**Excerpted passage:**
= = = =

Challenging Times Call for Tough Measures

The country in general, and the construction and remodeling business in particular, is experiencing a slow- down unlike any most of us have seen in our lifetimes. The question, then, is how are you, as a kitchen and bath firm owner, going to deal with it? In my last column, I looked at some of the tools that can be used to determine where you stand from a budget and break-even standpoint.

This month, we will look at some things that will help your business navigate its way through the challenges ahead. The minimum objective will be to survive until the economy recovers. Because, make no mistake: There will be many kitchen and bath firms that will not be around when this is over.


Every business has “leading” indicators of what lies ahead for project sales and revenue. In our business, those things are showroom traffic and floor leads. The level of this kind of activity will indicate what your business will be two to three months down the road.

If your firm requires retainers before engaging in design work, this is an even more telling indicator of what kind of business activity you can expect. It’s likely that you have some statistics on what percentage of retainers turn into actual projects, so a look at the retainers that your designers are working on will give a pretty accurate indication of the projects that will sell in the next couple of months.

Many remodelers have experienced a strong year in 2008 and may, in fact, still be working on a backlog developed during that time. Be careful that you do not let this level of activity lull you into complacency about the future. More than one company has seen its backlog dry up virtually overnight.

Assuming that you conclude that your business is facing a contraction for some extended period, how should you approach this and what are the steps you should consider?


The first thing that you must do is to sit down and completely evaluate the situation and develop a plan for dealing with it. Some questions you will have to answer are: If your budget projections indicate that you will suffer operating losses for several months, how long can you sustain them? How can you reduce operating costs in the short term, as well as the long term?

Begin by reviewing the last full year’s financial statements. The first area to take a hard look at is the revenue and cost of sales area. Since you have concluded that revenues will fall, it’s important that every effort be made to bring down cost of sales in proportion to the expected drop in revenues. If you have people on your payroll working in the field on projects, can some of them be laid off temporarily or permanently terminated? Again, decisions
here will be tempered by how long you expect the downturn in sales to last.

Keep in mind that, as the pace of business slows, there is a tendency for the tasks to expand to fill the work day. There is also a temptation to move your higher paid, supervisory employees into the less skilled positions in order to hang on to them. Since you likely have substantial investments in these employees, this is a reasonable short-term solution, but if project activity does not pick up, this will drive your production costs up and your gross margins down. Keep in mind, too, that your benefit burden on these supervisory personnel is likely much higher than other field employees.

= = = =

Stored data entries
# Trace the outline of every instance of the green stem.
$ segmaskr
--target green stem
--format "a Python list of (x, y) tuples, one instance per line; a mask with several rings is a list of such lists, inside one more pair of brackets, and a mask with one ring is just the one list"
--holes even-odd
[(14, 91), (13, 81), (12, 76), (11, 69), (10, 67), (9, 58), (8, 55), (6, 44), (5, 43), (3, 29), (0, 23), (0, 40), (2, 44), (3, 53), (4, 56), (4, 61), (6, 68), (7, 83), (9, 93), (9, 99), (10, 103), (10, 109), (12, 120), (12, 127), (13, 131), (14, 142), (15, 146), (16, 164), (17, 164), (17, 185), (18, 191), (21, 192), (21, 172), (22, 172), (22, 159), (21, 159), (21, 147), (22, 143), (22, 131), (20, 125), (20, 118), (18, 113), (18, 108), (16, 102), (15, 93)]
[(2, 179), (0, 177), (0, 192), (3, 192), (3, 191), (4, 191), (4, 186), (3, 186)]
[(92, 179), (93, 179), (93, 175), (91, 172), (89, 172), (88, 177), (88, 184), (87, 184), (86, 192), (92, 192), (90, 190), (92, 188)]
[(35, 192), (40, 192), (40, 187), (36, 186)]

= = = =

**Exercise set:**
A - List every sentence in the column on the business slowdown that ends with a question mark.
B - Translate this sentence from the column on the business slowdown into Spanish: "More than one company has seen its backlog dry up virtually overnight."
C - In the column on the business slowdown, write out everything from "Challenging Times Call" down to "this is over.".

**Outputs in order:**
A -
- The question, then, is how are you, as a kitchen and bath firm owner, going to deal with it?
- Assuming that you conclude that your business is facing a contraction for some extended period, how should you approach this and what are the steps you should consider?
- Some questions you will have to answer are: If your budget projections indicate that you will suffer operating losses for several months, how long can you sustain them?
- How can you reduce operating costs in the short term, as well as the long term?
- If you have people on your payroll working in the field on projects, can some of them be laid off temporarily or permanently terminated?

B - Más de una empresa ha visto cómo su cartera de trabajos pendientes se agotaba prácticamente de la noche a la mañana.

C -
Challenging Times Call for Tough Measures

The country in general, and the construction and remodeling business in particular, is experiencing a slow- down unlike any most of us have seen in our lifetimes. The question, then, is how are you, as a kitchen and bath firm owner, going to deal with it? In my last column, I looked at some of the tools that can be used to determine where you stand from a budget and break-even standpoint.

This month, we will look at some things that will help your business navigate its way through the challenges ahead. The minimum objective will be to survive until the economy recovers. Because, make no mistake: There will be many kitchen and bath firms that will not be around when this is over.